PASSAGE TO READ —
****************************************
2021-02-22 17:48:14 +00:00
..
2021-02-22 17:48:14 +00:00
2021-02-22 17:48:14 +00:00
2021-02-22 17:48:14 +00:00
2021-02-22 17:48:14 +00:00

#Graviton DB

Graviton Database is a pure Go embeddable key/value store having features unmatched by other software (such as Boltdb, berkeleydb, mysql, postgresql etc). The goal of the project is to provide a simple, fast, reliable, versioned, authenticated database for projects which require such features.

Since GravitonDB is meant to be used as such a low-level piece of functionality, simplicity is key. The API will be small and only focus on getting values and setting values and other related stuff. That's it.

##Project Status Graviton is currently alpha software.Full unit test coverage and randomized black box testing are used to ensure database consistency and thread safety. The project already has 100% code coverage.A number of decisions such as change/rename APIs/ handling errors etc, hashing algorithms etc are being evaluated.

##Features Graviton Database in short is "ZFS for key-value stores".

  • Authenticated data store ( all keys, values are backed by blake 256 bit checksum)
  • Append only data store
  • Support of 2^64 trees ( Theoretically ) within a single data store. trees can be named and thus used as buckets
  • Versioning support ( all committed changes are versioned with ability to visit them at any point in time )
  • Snapshots ( multi tree commits in a single version causing multi bucket sync, each snapshot can be visited, appended and further modified, keys deleted, values modified etc, new keys, values stored )
  • Ability to iterate over all key-value pairs in a tree
  • Ability to diff between 2 trees in linear time and report all changes (insertions,deletions,modifications)
  • Minimal, small, simplified API
  • Theoretically support Exabyte data store, multi Terabyte tested internally.
  • Decoupled storage layer, allowing use of object stores such as Ceph, AWS etc
  • Ability to generate cryptographic proofs which can prove key existance or non-existance ( proofs are around 1 KB )
  • Superfast proof generation time of around 1000 proofs per second per core.
  • Support for disk based filesystem based persistant stores.
  • Support for memory based non-persistant stores
  • 100% code coverage
  • this is alpha software, we are still evaluating whether blake or other algorithm should be used for hashing.

##Table of Contents

  • Getting Started
    • Installing
    • Opening and using a database
    • Tree
    • Using key/value pairs
    • Iterating over keys
    • Snapshots
    • Diffing of 2 trees to detect changes between versions or compare 2 arbitrary trees in linear time
    • Backups
    • Stress testing
    • ToDo
  • Comparison with other databases (Mysql,Postgres,LevelDB,RocksDB, LMDB,Bolt etc)

##Getting Started ###Installing To start using Graviton DB, install Go and run go get:

$ go get github.com/deroproject/graviton/...
****************************************
[Stored entries]
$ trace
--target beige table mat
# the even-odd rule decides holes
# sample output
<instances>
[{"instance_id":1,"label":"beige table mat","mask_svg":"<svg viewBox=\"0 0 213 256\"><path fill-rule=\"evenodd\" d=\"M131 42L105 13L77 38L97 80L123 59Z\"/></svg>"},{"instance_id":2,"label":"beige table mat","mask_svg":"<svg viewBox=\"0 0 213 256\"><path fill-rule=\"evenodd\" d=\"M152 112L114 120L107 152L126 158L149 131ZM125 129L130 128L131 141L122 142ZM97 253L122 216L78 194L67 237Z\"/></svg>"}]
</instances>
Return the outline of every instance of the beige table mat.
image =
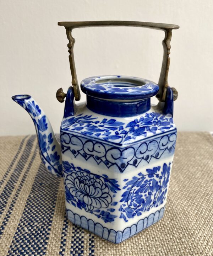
****************************************
WORK INSTRUCTIONS —
**A)** According to the Graviton DB description, what backs all keys and values in the authenticated data store?
**B)** Which pieces of software does the Graviton DB description name in its opening paragraph as lacking its features?
**C)** Pick up the Graviton DB description after its final line and keep writing.

EXERCISE ANSWERS —
**A)** A blake 256 bit checksum.

**B)** Boltdb, berkeleydb, mysql, and postgresql.

**C)**
This will retrieve the library and build the library

###Opening and using a database

The top-level object in Graviton is a Store. It is represented as a directory with multiple files on your disk and represents a consistent snapshot of your data at all times.

To open your database,

package main

import "fmt"
import "github.com/deroproject/graviton"

func main() {
   //store, _ := gravitron.NewDiskStore("/tmp/testdb")   // create a new testdb in "/tmp/testdb"
    store, _ := gravitron.NewMemStore()            // create a new  DB in RAM
    ss, _ := store.LoadSnapshot(0)           // load most recent snapshot
    tree, _ := ss.GetTree("root")            // use or create tree named "root"
    tree.Put([]byte("key"), []byte("value")) // insert a value
    gravitron.Commit(tree)                  // commit the tree
    value, _ := tree.Get([]byte("key"))
    fmt.Printf("value retrived from DB \"%s\"\n", string(value))
}

NOTE: Linux (or other platforms) have open file limit for 1024. 
      You may need to raise such limits. Default limits allows upto 2TB graviton databases.

###Tree A Tree in Graviton DB acts like a bucket in boltdb or a ZFS dataset.It is named and can contain upto 128 byte names.Any store can contain infinite trees. Each tree can also contain infinite key-value pairs. However, practically being limited by the server or sytem storage space.

Each tree can be accessed with its merkle root hash using "GetTreeWithRootHash" API. Also each tree maintains its own separate version number and any specific version can be used GetTreeWithVersion. Also, note that each tree can also have arbitrary tags and any tagged tree can be accessed using the tag GetTreeWithTag. Also, 2 arbitrary trees can diffed in linear time and relevant changes detected.

NOTE:Tree tags or names cannot start with ':'

Using key/value pairs

To save a key/value pair to a tree ( or bucket), use the tree.Put() function:

        tree, _ := ss.GetTree("root")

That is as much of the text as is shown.